### Source excerpt
◇ ◇ ◇ ◇ ◇
# Non-Linux Kernels

## Yarui

A comment I read somewhere else got me wondering, if I want to experiment with a non-Linux GNU Kernel, would that be doable without installing a new OS?  Could a distro I have already installed be made to work with some other kernel or would there have to be a new distro made to use it properly?  It would be very cool if I could choose in my grub whether I wanted to run my OS with a Linux kernel or a non-Linux kernel the same way you can choose which version of the linux kernel to boot to if you have multiple kernels installed.

Another thing I am a little curious about is if different kernels would really feel like they had a major effect on how I use my OS, or if it would just be doing things differently behind the scenes.  What would be the benefits of messing with other kernels?  I don't really have any specific kernel in mind or any reason to want to use a different one, I just know there are others out there and I'm curious about how they are different.
◇ ◇ ◇ ◇ ◇
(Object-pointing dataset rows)
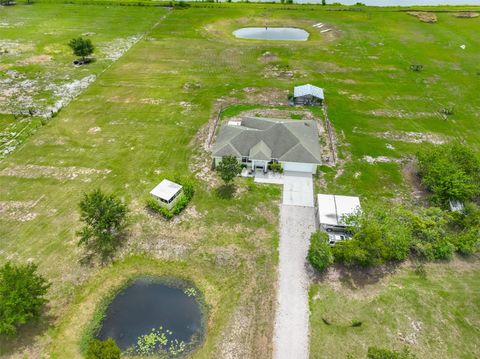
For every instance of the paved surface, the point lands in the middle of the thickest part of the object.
(298, 189)
(291, 333)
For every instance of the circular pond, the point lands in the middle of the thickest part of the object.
(149, 317)
(272, 33)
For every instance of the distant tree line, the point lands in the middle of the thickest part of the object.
(391, 233)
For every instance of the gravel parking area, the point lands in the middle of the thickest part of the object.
(291, 336)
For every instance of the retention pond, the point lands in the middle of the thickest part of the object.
(272, 33)
(149, 317)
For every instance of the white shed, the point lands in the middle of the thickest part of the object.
(332, 209)
(166, 192)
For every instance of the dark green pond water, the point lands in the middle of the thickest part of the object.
(272, 33)
(146, 307)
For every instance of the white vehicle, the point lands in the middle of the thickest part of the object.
(337, 237)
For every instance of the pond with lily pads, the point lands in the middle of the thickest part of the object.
(149, 317)
(272, 33)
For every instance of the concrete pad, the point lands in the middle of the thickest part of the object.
(298, 189)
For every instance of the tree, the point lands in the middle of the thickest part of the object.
(319, 253)
(105, 220)
(81, 47)
(380, 353)
(99, 349)
(22, 296)
(229, 168)
(379, 236)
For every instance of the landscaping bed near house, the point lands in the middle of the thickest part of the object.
(140, 119)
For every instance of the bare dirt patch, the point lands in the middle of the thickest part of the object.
(282, 72)
(466, 15)
(423, 16)
(410, 174)
(21, 211)
(268, 57)
(58, 173)
(381, 159)
(401, 114)
(116, 48)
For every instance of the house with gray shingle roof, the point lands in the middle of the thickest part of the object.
(257, 142)
(308, 95)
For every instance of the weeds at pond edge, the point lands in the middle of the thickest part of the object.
(186, 285)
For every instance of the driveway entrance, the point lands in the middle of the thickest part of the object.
(298, 189)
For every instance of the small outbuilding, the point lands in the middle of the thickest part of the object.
(308, 95)
(167, 192)
(333, 209)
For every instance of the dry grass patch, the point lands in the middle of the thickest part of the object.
(466, 15)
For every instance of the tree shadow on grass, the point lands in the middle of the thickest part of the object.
(226, 191)
(26, 335)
◇ ◇ ◇ ◇ ◇
Write the continuation of the forum thread about non-Linux kernels, beginning right after its last sentence. These records have no connection to the forum post about non-Linux kernels.

----------

## eccerr0r

Biggest problem is whether or not the kernel has an ABI interface that's compatible with Linux starting from init as well as allocating ptys, graphics card interface, etc.  And kernel modules loaded in userland most surely won't work.  /proc semantics are different from OS to OS too.

But if it does (I believe the only working example is possibly using a 64-bit Linux kernel for a 32-bit Linux userland), not much reason why it wouldn't run.  You'd basically only see difference in scheduling and driver quality - things specific to the kernel.  The user interface is all userland, so it'd look like the same.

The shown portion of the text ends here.